[SUPPLIED PASSAGE]:
[DTrace-devel] [PATCH 6/7] Implement the lockstat provider

Eugene Loh eugene.loh at oracle.com
Sat May 13 19:32:58 UTC 2023


The trampoline() function is over 400 lines long.  I think it can be 
much shorter and much more readable.  The issue right now is that there 
are a number of intricate instruction sequences to generate.  Since they 
are opaque, there are comments to explain them.  Perhaps all that code 
was "easily generated" via cut-and-paste, but the human cost of reading 
and maintaining the code is rather high.

Importantly, however, these sequences repeat.  A lot.  So there is 
tremendous potential for consolidation.

A prime candidate is the instruction sequence
         /* Get the (pre-CPU) cpuinfo struct. */
         idp = dt_dlib_get_map(dtp, "cpuinfo");
         assert(idp != NULL);
         dt_cg_xsetx(dlp, idp, DT_LBL_NONE, BPF_REG_1, idp->di_id);
         emit(dlp, BPF_MOV_REG(BPF_REG_2, BPF_REG_FP));
         emit(dlp, BPF_ALU64_IMM(BPF_ADD, BPF_REG_2, DT_TRAMP_SP_BASE));
         emit(dlp, BPF_STORE_IMM(BPF_DW, BPF_REG_2, 0, 0));
         emit(dlp, BPF_CALL_HELPER(BPF_FUNC_map_lookup_elem));
         emit(dlp, BPF_BRANCH_IMM(BPF_JEQ, BPF_REG_0, 0, exitlbl));
It is not trivial and yet appears verbatim 16 times. Consolidation can 
save over 150 lines.  There are all sorts of ways this replication can 
be avoided.  For example, codegen for each probe has an entry branch and 
a return branch, and this cpuinfo computation is replicated for each;  
just executing it once for the entire "if (entry) else" pair already 
saves a factor-of-two.  But each probe code itself replicates this code.

[ENTRIES]:

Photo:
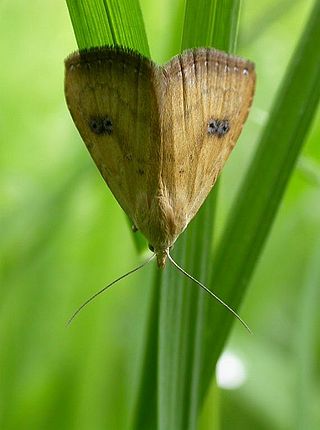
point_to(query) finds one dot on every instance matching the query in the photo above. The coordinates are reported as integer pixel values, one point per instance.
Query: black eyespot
(100, 124)
(218, 127)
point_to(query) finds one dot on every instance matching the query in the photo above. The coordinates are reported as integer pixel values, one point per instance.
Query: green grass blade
(183, 308)
(108, 22)
(264, 185)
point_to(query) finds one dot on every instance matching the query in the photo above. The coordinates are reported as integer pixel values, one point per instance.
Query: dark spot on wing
(218, 127)
(100, 125)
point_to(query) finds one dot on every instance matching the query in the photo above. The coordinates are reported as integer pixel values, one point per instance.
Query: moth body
(159, 135)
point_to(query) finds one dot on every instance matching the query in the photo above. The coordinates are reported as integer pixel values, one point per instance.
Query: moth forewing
(160, 136)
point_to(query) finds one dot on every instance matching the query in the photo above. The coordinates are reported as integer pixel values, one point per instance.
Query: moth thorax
(161, 258)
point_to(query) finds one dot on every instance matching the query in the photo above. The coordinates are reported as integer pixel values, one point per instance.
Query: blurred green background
(63, 236)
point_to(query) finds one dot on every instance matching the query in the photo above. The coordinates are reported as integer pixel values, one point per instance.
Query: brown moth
(159, 135)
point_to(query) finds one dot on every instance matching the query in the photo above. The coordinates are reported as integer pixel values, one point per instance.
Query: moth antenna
(208, 291)
(107, 287)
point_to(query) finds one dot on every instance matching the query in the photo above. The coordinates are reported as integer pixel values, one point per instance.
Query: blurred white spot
(230, 371)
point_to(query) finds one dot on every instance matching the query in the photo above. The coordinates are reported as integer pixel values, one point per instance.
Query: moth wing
(207, 100)
(111, 99)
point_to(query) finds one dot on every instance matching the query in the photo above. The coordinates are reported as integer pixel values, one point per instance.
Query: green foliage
(63, 235)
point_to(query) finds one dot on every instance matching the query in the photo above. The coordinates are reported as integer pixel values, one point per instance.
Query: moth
(159, 135)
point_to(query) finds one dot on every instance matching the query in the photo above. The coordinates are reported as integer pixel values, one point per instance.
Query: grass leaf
(260, 195)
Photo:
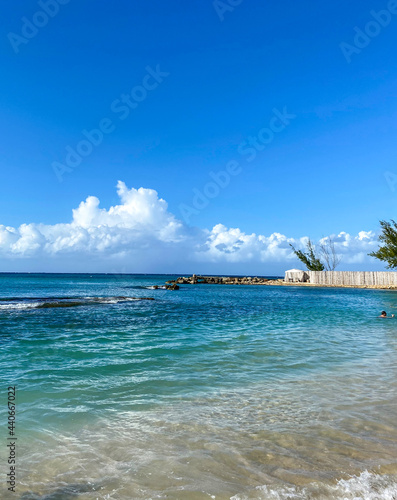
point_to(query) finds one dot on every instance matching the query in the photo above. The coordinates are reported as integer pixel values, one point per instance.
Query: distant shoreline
(261, 281)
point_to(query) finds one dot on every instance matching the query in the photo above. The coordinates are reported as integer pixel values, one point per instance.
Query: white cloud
(142, 234)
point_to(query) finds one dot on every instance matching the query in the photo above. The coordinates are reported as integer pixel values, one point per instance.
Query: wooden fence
(352, 278)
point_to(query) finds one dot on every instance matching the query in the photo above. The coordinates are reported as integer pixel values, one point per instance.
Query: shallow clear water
(212, 391)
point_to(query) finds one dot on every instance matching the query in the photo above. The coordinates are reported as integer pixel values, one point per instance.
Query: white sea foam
(366, 486)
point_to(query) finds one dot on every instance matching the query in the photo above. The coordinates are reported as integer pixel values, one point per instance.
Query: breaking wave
(366, 486)
(25, 303)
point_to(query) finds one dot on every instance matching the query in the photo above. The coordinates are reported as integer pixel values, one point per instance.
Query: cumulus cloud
(140, 231)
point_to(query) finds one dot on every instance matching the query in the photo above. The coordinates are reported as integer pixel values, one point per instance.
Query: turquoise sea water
(212, 391)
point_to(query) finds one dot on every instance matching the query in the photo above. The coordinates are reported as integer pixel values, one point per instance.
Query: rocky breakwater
(222, 280)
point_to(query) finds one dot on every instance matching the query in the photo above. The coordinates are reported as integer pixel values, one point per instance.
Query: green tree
(388, 251)
(309, 258)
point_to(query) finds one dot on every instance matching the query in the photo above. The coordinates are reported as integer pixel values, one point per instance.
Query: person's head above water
(383, 314)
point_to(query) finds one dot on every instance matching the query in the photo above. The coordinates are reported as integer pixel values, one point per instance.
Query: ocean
(211, 391)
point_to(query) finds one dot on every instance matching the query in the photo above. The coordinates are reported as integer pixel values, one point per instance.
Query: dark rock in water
(222, 280)
(172, 287)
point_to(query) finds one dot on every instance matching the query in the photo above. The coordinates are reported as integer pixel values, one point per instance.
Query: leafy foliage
(388, 251)
(309, 258)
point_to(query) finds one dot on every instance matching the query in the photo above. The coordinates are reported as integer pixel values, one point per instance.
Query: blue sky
(226, 67)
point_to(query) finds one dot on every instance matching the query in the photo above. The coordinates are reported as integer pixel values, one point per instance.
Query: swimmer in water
(383, 314)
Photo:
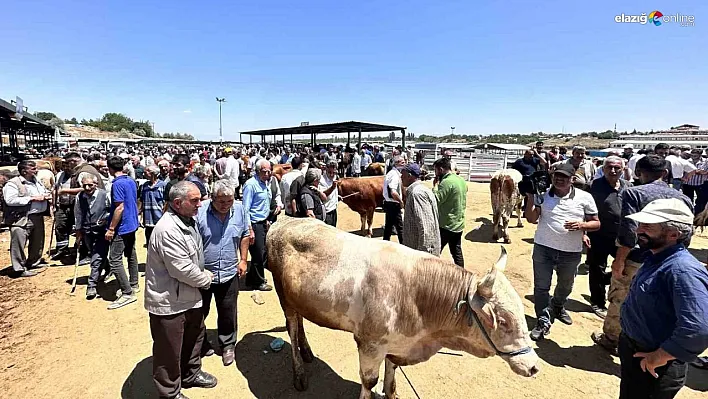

[WRITTEN INSTRUCTION 1]:
According to the lockstat patch review, how many times does the cpuinfo instruction sequence appear verbatim?
[WRITTEN INSTRUCTION 2]:
Summarize the lockstat patch review in two sentences.
[WRITTEN INSTRUCTION 3]:
Continue the lockstat patch review from its last sentence.
The items play no part in this.

[FINAL ANSWER 1]:
16 times.

[FINAL ANSWER 2]:
The trampoline() function runs over 400 lines and could be much shorter and more readable, because its intricate, comment-laden instruction sequences are costly to read and maintain. These sequences repeat heavily; the cpuinfo lookup sequence alone appears verbatim 16 times, so consolidating it could save over 150 lines.

[FINAL ANSWER 3]:
So, just generate this sequence of instructions once, at the top of 
trampoline(), and then rip out the 16 replicas.

Regarding its comment, what even does "pre-CPU" mean?  How about 
replacing the comment with:
         /* %r0 = bpf_map_lookup_elem("cpuinfo", 0); */

Anyhow, there are other code sequences, some of which are repeated only 
2-3 times but others 8x.  Plus, some are minor variations of each 
other.  Even when a sequence is only 2 instructions long, it's tedious 
and error-prone to check the same sequence 8 or more times.

How about defining some macros that:
*)  do the tedious code generation
*)  are so clearly named that comments are not necessary
*)  can be reused many times.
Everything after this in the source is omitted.